VORLIEGENDER TEXT >>
Es ist der Wettkampf vor dem Wettkampf. Der TV Stein bewirbt sich um die Ausrichtung des Aargauer Kantonalturnfests im Jahr 2028, allerdings hat er dabei Konkurrenz. Sechs Gemeinden des Schenkenbergtals wollen das Kantonale ebenfalls gemeinsam ausrichten, eine Situation, die es so schon lange nicht mehr gegeben habe, wie TV-Stein-Präsident Maik Born berichtet. So müssen nun die Delegierten der Aargauer Kreisturnverbände am 13. November entscheiden, welcher der beiden Bewerber den Zuschlag für die Ausrichtung des grössten Breitensportanlasses des Kantons erhält. Am Mittwoch stattete eine Delegation des Aargauer Turnverbandes (ATV) – mit dabei war auch Zentralpräsident Jörg Sennrich – dem TV Stein beim Sportcenter Bustelbach einen Besuch ab, um sich einen Eindruck von der Infrastruktur der Gemeinde zu machen.

AUFGEFÜHRTE DATENSÄTZE >>
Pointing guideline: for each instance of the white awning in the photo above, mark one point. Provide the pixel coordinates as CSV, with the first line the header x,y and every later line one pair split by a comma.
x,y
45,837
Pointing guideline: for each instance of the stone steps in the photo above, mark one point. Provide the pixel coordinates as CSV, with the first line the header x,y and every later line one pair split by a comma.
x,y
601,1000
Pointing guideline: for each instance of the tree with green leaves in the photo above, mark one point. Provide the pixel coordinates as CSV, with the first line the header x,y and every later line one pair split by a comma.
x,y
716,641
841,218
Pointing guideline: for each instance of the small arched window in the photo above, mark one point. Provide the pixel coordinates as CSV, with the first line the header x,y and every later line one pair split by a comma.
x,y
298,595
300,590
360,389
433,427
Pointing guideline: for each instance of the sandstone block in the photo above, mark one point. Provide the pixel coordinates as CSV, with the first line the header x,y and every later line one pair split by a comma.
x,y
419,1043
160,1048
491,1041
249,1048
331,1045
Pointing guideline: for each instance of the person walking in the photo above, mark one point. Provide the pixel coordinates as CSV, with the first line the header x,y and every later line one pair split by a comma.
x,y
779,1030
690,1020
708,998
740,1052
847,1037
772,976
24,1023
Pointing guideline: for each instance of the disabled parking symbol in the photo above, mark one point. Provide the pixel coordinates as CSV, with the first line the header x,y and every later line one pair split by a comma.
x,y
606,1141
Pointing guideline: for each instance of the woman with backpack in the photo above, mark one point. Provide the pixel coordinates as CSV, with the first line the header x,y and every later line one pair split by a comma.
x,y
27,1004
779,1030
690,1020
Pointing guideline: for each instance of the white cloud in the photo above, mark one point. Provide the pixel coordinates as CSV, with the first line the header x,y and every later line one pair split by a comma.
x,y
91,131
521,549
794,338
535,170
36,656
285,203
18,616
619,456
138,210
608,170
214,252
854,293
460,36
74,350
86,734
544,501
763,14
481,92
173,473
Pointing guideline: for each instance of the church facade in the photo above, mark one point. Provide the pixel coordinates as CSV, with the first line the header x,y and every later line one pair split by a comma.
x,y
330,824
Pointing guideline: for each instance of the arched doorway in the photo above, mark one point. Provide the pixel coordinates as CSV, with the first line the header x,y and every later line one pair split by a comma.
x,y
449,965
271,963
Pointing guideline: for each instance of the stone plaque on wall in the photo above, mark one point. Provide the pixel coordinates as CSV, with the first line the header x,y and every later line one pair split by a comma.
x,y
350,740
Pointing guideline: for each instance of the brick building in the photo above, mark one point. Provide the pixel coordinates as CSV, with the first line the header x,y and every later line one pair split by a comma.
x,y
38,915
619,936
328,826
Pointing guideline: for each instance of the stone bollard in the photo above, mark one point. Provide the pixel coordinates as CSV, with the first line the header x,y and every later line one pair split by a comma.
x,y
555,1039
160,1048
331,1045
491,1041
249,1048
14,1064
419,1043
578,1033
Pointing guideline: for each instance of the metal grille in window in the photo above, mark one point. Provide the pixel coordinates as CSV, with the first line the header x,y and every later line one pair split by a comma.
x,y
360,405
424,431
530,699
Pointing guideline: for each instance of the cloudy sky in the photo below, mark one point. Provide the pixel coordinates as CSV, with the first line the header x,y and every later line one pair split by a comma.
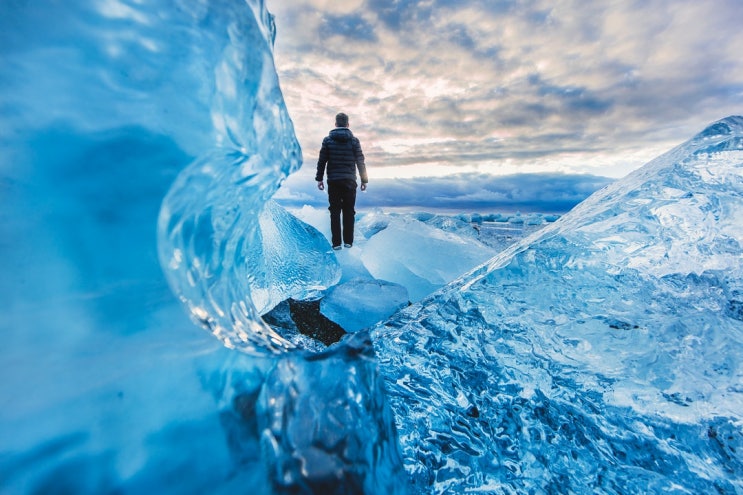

ZU BEARBEITEN >>
**1.** Gib die Stelle im Text zum Kantonalturnfest zwischen "Es ist der Wettkampf" und "Gemeinde zu machen.", beides eingeschlossen, erneut wieder und ersetze darin "Mittwoch" durch "Donnerstag".
**2.** Beantworte diese Fragen zum Text über das Kantonalturnfest:
(a) Für welches Jahr bewirbt sich der TV Stein um die Ausrichtung des Aargauer Kantonalturnfests?
(b) Wie viele Gemeinden des Schenkenbergtals wollen das Kantonale gemeinsam ausrichten?
(c) An welchem Datum entscheiden die Delegierten der Aargauer Kreisturnverbände über den Zuschlag?
**3.** Setze den Text zum Kantonalturnfest nach seinem letzten Satz fort.
Die Datensätze haben mit dem Text zum Kantonalturnfest nichts zu tun.

LÖSUNGEN >>
**1.**
Es ist der Wettkampf vor dem Wettkampf. Der TV Stein bewirbt sich um die Ausrichtung des Aargauer Kantonalturnfests im Jahr 2028, allerdings hat er dabei Konkurrenz. Sechs Gemeinden des Schenkenbergtals wollen das Kantonale ebenfalls gemeinsam ausrichten, eine Situation, die es so schon lange nicht mehr gegeben habe, wie TV-Stein-Präsident Maik Born berichtet. So müssen nun die Delegierten der Aargauer Kreisturnverbände am 13. November entscheiden, welcher der beiden Bewerber den Zuschlag für die Ausrichtung des grössten Breitensportanlasses des Kantons erhält. Am Donnerstag stattete eine Delegation des Aargauer Turnverbandes (ATV) – mit dabei war auch Zentralpräsident Jörg Sennrich – dem TV Stein beim Sportcenter Bustelbach einen Besuch ab, um sich einen Eindruck von der Infrastruktur der Gemeinde zu machen.

**2.**
(a) Für das Jahr 2028.
(b) Sechs Gemeinden.
(c) Am 13. November.

**3.**
JÖRN KERCKHOFF
«Das Potenzial, das Kantonale auszurichten, haben beide Bewerber», erklärte Sennrich diplomatisch. Auch für ihn ist es ungewöhnlich, dass es mehr als einen Bewerber für diesen Anlass gibt. Schliesslich müsse sich ein Verein so ein Mammutprojekt, an dem um die 100 Sportarten und Disziplinen zu sehen sein werden, auch zutrauen. Immerhin liegt das Budget dafür zwischen 2,5 und 3 Millionen Franken. Das Geld kommt unter anderem vom Verband, von Sponsoren und von Swisslos. Das Kantonale ist beinahe wie Olympische Spiele im Kleinen.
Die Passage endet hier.